**Action item:** Return each line of the records below that contains the word "electricity".

Data excerpts
== Segment start ==
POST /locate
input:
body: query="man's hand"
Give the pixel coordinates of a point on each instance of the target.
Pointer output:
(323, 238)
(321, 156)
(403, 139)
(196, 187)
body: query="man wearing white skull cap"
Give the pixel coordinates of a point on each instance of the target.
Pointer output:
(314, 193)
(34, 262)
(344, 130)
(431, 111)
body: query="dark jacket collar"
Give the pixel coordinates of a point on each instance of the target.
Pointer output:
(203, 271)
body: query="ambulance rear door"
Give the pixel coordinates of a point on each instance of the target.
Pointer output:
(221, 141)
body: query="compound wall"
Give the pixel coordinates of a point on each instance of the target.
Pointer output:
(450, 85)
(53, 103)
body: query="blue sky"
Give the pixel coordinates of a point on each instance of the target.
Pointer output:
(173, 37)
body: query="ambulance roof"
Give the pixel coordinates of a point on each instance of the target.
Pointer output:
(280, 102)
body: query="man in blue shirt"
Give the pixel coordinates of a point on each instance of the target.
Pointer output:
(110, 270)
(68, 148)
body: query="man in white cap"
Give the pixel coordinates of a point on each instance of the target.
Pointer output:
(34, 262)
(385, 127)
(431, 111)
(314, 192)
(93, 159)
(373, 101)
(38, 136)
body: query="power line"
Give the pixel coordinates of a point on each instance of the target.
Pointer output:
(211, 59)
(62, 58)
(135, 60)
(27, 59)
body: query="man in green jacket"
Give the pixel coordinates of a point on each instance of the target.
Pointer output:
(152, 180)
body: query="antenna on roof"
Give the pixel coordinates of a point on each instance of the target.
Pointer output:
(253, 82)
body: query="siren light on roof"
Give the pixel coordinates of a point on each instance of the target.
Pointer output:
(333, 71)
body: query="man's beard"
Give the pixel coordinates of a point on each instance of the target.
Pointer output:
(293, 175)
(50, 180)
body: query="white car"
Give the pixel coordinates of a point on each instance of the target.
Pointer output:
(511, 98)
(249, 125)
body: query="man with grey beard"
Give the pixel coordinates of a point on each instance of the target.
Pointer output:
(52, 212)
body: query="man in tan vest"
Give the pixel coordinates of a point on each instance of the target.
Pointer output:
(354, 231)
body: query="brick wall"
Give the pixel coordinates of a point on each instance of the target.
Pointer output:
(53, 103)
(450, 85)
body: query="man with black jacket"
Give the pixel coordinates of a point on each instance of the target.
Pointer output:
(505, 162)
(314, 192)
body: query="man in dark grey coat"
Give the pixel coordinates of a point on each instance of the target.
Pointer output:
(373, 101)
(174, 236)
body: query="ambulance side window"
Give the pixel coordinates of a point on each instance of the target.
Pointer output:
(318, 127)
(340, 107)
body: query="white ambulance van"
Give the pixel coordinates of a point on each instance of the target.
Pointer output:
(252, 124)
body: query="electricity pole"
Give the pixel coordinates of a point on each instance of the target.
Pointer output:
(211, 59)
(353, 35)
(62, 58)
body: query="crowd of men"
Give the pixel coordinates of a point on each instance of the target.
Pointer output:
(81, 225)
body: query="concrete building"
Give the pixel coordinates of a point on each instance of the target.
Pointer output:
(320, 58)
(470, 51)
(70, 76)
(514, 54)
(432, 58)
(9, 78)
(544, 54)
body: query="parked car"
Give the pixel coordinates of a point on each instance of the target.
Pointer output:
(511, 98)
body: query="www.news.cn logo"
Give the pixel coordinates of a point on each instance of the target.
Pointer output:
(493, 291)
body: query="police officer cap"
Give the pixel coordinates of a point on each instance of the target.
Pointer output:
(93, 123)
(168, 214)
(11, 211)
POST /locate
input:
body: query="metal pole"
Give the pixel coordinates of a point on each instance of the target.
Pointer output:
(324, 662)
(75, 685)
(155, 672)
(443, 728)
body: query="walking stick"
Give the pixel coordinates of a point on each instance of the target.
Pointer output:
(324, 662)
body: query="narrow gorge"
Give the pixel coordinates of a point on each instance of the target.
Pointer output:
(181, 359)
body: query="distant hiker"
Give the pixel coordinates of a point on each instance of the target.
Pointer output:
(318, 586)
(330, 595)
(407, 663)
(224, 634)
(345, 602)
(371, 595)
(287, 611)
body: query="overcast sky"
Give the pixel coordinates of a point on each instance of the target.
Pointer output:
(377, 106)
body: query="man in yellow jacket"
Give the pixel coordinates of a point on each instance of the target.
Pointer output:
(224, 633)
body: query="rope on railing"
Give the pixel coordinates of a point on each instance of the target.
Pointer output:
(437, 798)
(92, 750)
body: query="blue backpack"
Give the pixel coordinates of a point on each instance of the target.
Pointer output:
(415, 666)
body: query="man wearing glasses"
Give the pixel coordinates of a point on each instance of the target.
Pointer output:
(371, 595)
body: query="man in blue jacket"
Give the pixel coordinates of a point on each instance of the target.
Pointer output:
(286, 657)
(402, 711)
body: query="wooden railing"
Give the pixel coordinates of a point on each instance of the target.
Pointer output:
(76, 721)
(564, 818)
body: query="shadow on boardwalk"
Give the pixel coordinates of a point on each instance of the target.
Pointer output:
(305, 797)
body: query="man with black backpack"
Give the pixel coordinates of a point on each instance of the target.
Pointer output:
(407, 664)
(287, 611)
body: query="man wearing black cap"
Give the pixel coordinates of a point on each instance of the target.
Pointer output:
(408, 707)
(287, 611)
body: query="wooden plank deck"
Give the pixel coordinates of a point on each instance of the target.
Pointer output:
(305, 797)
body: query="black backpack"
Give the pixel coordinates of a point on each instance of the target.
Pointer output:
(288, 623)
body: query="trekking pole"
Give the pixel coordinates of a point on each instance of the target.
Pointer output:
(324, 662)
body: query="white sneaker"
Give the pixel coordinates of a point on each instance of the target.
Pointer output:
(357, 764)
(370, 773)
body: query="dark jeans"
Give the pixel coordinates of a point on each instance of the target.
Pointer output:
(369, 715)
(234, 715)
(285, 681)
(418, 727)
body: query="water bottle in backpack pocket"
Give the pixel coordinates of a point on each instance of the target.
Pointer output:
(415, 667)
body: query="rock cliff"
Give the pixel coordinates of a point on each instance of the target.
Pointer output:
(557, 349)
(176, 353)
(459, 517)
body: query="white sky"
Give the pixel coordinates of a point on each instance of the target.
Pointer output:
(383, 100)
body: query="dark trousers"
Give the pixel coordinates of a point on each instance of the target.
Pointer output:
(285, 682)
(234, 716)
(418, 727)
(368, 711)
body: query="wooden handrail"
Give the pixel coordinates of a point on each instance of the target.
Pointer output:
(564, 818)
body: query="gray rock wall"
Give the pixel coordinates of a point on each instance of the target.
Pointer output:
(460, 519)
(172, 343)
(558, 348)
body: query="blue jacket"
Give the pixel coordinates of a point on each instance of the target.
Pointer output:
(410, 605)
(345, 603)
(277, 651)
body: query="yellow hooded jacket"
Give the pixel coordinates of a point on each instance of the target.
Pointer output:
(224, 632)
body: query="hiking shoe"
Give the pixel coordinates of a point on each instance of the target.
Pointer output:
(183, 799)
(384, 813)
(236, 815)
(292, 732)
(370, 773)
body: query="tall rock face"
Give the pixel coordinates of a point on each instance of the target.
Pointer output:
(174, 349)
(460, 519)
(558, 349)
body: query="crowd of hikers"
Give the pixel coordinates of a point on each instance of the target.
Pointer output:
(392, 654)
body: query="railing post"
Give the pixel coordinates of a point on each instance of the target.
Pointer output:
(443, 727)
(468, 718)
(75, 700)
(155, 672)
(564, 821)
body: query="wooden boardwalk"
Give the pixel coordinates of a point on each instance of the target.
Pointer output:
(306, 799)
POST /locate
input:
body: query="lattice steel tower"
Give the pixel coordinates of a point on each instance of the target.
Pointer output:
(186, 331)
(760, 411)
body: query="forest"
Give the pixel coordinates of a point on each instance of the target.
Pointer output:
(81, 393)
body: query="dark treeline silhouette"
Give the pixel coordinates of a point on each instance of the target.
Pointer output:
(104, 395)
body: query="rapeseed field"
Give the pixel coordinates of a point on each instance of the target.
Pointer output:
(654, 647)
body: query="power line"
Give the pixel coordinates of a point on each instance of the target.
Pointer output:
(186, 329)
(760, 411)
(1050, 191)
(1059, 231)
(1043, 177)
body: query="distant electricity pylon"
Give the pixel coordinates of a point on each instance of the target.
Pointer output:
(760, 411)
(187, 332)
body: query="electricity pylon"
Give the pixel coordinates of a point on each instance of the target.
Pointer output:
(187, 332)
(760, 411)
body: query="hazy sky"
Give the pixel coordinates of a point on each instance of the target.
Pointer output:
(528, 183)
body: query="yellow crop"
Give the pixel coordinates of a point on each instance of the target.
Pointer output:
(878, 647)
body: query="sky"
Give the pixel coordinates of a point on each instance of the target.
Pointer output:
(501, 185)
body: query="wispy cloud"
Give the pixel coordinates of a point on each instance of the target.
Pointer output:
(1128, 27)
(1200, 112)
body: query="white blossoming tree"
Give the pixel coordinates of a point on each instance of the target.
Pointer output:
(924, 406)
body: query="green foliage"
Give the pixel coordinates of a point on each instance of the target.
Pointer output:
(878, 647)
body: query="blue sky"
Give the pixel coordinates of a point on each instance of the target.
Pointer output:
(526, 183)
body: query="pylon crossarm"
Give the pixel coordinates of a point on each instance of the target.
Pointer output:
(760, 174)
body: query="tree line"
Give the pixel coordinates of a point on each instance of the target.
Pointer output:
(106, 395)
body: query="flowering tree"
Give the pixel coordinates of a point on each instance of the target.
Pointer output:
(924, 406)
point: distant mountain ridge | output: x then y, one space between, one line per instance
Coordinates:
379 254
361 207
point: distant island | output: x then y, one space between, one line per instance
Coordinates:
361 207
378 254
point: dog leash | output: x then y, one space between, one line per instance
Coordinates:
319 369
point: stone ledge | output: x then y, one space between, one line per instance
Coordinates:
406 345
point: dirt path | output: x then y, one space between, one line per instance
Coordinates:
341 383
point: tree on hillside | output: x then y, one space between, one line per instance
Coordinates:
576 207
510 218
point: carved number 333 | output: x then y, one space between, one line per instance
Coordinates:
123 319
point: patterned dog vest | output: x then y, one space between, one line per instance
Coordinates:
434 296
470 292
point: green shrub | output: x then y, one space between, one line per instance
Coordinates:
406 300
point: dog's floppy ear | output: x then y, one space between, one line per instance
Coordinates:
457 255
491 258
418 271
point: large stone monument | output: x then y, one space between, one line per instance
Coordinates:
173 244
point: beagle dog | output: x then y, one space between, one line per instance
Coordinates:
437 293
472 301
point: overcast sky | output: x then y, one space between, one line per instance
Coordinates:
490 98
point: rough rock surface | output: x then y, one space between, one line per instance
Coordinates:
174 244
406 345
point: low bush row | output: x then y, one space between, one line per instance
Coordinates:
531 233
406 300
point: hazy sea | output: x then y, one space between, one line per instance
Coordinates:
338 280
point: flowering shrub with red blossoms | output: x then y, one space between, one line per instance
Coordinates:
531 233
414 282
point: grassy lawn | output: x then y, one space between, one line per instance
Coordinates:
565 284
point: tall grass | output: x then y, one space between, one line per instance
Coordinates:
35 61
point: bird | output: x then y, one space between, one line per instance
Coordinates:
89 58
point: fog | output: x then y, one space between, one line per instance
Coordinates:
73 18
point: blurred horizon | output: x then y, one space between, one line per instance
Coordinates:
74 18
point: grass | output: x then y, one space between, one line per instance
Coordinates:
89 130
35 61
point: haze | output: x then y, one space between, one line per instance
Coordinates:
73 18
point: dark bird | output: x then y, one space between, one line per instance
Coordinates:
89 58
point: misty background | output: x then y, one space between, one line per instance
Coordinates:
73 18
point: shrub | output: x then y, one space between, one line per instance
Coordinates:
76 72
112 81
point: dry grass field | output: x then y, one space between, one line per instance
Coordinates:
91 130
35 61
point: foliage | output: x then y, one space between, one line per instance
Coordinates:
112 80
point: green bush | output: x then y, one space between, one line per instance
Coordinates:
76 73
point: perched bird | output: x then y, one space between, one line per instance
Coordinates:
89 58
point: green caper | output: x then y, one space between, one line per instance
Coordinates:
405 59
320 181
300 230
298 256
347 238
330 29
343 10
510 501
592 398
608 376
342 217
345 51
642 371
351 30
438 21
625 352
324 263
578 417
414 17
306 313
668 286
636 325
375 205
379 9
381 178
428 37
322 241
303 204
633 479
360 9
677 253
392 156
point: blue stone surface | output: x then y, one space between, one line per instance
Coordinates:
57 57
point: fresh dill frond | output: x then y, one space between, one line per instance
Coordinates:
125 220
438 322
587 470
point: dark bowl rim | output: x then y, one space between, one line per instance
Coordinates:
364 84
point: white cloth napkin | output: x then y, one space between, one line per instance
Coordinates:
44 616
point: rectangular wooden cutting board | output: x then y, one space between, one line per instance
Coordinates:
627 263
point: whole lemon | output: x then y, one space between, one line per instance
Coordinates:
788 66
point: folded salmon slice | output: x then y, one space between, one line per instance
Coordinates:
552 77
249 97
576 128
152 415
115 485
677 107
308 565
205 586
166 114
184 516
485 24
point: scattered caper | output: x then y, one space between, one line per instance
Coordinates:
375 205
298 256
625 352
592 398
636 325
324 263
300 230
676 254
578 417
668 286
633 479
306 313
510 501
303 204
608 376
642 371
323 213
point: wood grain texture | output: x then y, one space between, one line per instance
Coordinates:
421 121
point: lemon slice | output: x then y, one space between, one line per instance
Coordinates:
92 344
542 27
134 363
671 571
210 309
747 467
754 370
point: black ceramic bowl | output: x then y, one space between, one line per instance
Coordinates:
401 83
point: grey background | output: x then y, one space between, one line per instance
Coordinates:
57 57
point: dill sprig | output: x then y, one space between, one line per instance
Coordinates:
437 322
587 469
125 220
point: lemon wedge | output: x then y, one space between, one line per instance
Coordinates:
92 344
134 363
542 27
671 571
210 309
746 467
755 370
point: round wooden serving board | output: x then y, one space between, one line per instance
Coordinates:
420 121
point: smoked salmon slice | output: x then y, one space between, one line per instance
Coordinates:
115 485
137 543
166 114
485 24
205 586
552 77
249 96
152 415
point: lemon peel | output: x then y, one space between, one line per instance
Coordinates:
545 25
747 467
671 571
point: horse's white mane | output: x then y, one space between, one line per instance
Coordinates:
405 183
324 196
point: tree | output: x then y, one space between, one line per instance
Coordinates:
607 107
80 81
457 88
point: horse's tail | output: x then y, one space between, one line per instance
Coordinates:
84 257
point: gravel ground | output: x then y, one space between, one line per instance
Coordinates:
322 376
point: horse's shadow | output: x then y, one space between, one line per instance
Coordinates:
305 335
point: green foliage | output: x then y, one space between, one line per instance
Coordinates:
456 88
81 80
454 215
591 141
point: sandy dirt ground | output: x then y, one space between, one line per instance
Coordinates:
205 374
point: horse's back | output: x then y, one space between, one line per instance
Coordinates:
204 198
== Segment end ==
**Your solution:**
body: query="electricity pole"
body: query="distant electricity pylon"
body: query="electricity pylon"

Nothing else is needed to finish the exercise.